→ **Исходный текст**:
______

|
|
N°34, 02 марта 2010 |
|
ИД "Время" |
|
|
|
|
Игры в классику
Премьера в Берлинском балете
Мода на реконструкции, реставрации, отчаянные или солидные игры с прошлым коснулась и главного театра немецкой столицы: Владимир Малахов поставил в своей труппе «Пери» на музыку Фридриха Бургмюллера.
Впервые одноименный спектакль появился в Париже в 1843 году -- «Пери» родом из того же времени, что «Жизель» и «Сильфида», из времени романтического балета. Ее либретто сочинил Теофиль Готье, и, как положено у романтиков, главный герой терзался между женщиной земной и бесплотным духом, и земная женщина сражение за него проигрывала.
Либретто и музыка остались прежними (впрочем, партитуру перетряхнули Роланд Биттман и Торстен Шларбаум), хореографию же Малахов сочинял заново, поскольку от спектакля Жана Коралли ничего не осталось.

______

→ **Исходные данные**:
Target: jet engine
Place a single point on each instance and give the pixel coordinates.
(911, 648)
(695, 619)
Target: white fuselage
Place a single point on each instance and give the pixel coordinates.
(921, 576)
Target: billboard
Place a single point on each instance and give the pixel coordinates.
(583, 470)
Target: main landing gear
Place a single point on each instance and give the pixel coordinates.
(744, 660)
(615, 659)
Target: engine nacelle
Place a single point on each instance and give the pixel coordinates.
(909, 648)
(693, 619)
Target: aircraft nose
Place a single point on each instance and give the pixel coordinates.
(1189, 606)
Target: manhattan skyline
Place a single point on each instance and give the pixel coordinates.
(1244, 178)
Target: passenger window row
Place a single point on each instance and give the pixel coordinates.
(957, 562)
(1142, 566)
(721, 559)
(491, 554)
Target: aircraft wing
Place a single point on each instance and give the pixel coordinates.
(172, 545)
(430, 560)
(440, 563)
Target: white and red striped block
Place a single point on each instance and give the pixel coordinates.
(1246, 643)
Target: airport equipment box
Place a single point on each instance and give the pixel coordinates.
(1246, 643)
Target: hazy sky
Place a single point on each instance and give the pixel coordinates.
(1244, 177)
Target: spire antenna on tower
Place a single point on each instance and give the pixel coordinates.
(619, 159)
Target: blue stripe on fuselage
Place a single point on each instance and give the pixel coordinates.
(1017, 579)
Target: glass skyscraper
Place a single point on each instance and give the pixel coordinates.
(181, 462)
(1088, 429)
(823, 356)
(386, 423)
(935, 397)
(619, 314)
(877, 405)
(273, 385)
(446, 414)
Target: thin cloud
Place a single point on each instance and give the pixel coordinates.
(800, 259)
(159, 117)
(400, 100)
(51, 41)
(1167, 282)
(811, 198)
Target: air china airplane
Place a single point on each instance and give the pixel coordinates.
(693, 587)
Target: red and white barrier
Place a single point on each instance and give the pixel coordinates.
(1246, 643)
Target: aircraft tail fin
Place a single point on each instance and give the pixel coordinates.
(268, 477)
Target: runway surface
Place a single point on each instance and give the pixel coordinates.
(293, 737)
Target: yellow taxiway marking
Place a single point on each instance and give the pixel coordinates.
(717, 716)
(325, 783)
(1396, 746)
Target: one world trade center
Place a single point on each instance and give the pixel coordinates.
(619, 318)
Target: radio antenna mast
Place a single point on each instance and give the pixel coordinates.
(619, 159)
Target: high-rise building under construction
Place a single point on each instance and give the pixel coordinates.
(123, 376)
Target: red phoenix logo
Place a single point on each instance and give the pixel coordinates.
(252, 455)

______

→ **Задания для выполнения**:
A - Переведите на английский язык предложение из рецензии о премьере «Пери»: «Ее либретто сочинил Теофиль Готье, и, как положено у романтиков, главный герой терзался между женщиной земной и бесплотным духом, и земная женщина сражение за него проигрывала».
B - Напишите продолжение рецензии о премьере «Пери», начав сразу после ее последнего предложения.

→ **Ответы к заданиям**:
A - Its libretto was written by Théophile Gautier, and, as was customary among the Romantics, the hero was torn between an earthly woman and an incorporeal spirit, and the earthly woman lost the battle for him.

B -
Сочинял, стараясь стилизовать под гравюры первой трети девятнадцатого века, и когда кордебалет замирает группками, будто на ставшей вдруг выпуклой картинке, иллюзия путешествия в позапрошлый век создается полная. Когда же артисты начинают двигаться -- иллюзия рассыпается; но Малахов и не пытался убеждать публику, что все вот ровно так когда-то и было. Он с историей именно играет.
Принц Ахмед (в премьерный вечер роль исполнял сам Малахов) скучает в своем дворце. (Декорация, придуманная Йорди Роигом, обозначает восточную залу с балконом, откуда открывается вид на голубое море и розовеющий в дымке город). Приятель (Аршак Галумян) приводит ему одну одалиску за другой -- и пленницу из Шотландии, и испанку, и француженку, и немку -- все оставляют принца равнодушным. Но вот без приглашения является Пери (Диана Вишнева), не видимая никому, кроме Ахмеда, и герой понимает, что это и есть его истинная любовь. Напрасно прежняя гаремная любимица (берлинская прима Беатрис Кноп) тянет к Ахмеду руки -- мариинская балери... прошу прощения, восточное привидение притягательнее, и слишком настойчивую одалиску уводят аж под конвоем.
Пери также расположена к Ахмеду -- и во втором действии она вселяется в тело убитой при побеге одалиски правящего в данном городе паши.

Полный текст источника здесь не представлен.